───── Page

Add support in collective_rma_distributed for worker interfaces that directly populate the pointer provided in the RecvBuf request with the remote tensor, rather than populating transport_options with a serialized proto containing the remote tensor. This allows for more efficient implementation that avoids extra serialization / de-serialization costs from transport format into protos and finally to tensor buffer.
PiperOrigin-RevId: 372976144
Change-Id: I2f46d9c6b7dd30ea7003de7587703dc8666e7c27
diff --git a/tensorflow/core/distributed_runtime/collective_rma_distributed.cc b/tensorflow/core/distributed_runtime/collective_rma_distributed.cc
index 29fcd82..05032da 100644
--- a/tensorflow/core/distributed_runtime/collective_rma_distributed.cc
+++ b/tensorflow/core/distributed_runtime/collective_rma_distributed.cc
@@ -14,6 +14,8 @@
==============================================================================*/
#include "tensorflow/core/distributed_runtime/collective_rma_distributed.h"
+#include <memory>
+
#include "tensorflow/core/common_runtime/base_collective_executor.h"
#include "tensorflow/core/common_runtime/copy_tensor.h"
#include "tensorflow/core/common_runtime/device_mgr.h"
@@ -24,6 +26,7 @@
#include "tensorflow/core/distributed_runtime/request_id.h"
#include "tensorflow/core/distributed_runtime/worker_cache.h"
#include "tensorflow/core/framework/cancellation.h"
+#include "tensorflow/core/framework/tensor.h"
#include "tensorflow/core/platform/protobuf_internal.h"
#include "tensorflow/core/protobuf/transport_options.pb.h"
#include "tensorflow/core/protobuf/worker.pb.h"

──────────
───── Dataset records

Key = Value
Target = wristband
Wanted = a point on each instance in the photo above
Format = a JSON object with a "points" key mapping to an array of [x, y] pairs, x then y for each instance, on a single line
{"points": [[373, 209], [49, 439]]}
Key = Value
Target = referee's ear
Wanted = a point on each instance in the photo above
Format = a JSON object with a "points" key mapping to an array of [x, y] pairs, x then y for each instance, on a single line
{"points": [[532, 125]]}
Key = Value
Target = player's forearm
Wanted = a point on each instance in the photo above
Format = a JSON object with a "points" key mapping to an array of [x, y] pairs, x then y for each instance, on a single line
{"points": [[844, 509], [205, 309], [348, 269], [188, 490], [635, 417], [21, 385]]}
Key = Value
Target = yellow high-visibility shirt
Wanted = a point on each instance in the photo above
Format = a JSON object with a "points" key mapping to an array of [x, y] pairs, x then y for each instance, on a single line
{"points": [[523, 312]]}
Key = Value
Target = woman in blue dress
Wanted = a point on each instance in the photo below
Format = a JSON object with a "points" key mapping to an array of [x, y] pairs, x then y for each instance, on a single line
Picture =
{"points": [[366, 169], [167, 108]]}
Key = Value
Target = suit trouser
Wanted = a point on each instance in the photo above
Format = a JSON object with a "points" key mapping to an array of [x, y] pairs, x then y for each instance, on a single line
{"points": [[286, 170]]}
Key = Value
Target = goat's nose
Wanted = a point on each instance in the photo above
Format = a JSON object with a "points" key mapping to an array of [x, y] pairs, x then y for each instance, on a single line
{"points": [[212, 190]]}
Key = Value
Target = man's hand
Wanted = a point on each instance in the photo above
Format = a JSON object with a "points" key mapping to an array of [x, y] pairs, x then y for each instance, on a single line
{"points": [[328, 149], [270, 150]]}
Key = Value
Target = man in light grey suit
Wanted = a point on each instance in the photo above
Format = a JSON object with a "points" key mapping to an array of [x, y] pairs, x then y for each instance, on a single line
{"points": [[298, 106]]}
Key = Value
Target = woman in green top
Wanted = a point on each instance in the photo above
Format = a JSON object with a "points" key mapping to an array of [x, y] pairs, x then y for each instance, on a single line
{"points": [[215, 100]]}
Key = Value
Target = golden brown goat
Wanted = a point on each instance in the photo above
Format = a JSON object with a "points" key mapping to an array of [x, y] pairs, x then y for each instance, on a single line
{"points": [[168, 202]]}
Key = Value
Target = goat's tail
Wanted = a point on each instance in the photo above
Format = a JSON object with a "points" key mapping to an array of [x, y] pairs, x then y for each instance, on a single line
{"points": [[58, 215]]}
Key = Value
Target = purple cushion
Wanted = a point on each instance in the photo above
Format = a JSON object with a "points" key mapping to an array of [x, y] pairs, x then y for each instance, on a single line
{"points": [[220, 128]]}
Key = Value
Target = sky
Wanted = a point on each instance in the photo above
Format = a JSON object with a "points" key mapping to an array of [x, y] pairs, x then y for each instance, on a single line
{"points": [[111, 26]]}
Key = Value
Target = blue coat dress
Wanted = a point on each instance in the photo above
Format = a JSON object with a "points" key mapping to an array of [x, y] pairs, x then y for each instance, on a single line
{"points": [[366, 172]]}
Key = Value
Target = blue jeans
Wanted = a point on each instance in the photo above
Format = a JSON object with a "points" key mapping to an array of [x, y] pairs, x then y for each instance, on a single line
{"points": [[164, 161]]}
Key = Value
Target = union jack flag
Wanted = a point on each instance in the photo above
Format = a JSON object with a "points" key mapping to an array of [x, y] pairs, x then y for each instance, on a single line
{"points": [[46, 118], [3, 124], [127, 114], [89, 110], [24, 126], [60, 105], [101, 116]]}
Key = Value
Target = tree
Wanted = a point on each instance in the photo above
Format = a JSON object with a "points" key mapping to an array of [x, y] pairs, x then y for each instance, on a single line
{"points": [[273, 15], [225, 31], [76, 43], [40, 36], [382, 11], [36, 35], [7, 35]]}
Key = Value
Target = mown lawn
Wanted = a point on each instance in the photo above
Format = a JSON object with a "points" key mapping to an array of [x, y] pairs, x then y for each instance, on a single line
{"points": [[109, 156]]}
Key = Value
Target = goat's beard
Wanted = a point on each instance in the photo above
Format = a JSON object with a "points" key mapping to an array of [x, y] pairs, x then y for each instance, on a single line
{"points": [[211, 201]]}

──────────

### Tasks to complete
1. Print the commit description verbatim, from "Add support in" up to and including "to tensor buffer.".
2. Translate this sentence from the commit description into Spanish: "This allows for more efficient implementation that avoids extra serialization / de-serialization costs from transport format into protos and finally to tensor buffer."
3. According to the commit description, why should collective_rma_distributed support worker interfaces that fill the RecvBuf pointer directly with the remote tensor? Answer in one to three sentences.

### The answers
1.
Add support in collective_rma_distributed for worker interfaces that directly populate the pointer provided in the RecvBuf request with the remote tensor, rather than populating transport_options with a serialized proto containing the remote tensor. This allows for more efficient implementation that avoids extra serialization / de-serialization costs from transport format into protos and finally to tensor buffer.

2. Esto permite una implementación más eficiente que evita los costos adicionales de serialización/deserialización desde el formato de transporte a protos y, finalmente, al búfer del tensor.

3. Writing the remote tensor straight into the pointer from the RecvBuf request allows a more efficient implementation. It avoids the extra serialization and deserialization costs of going from the transport format into protos and then into the tensor buffer.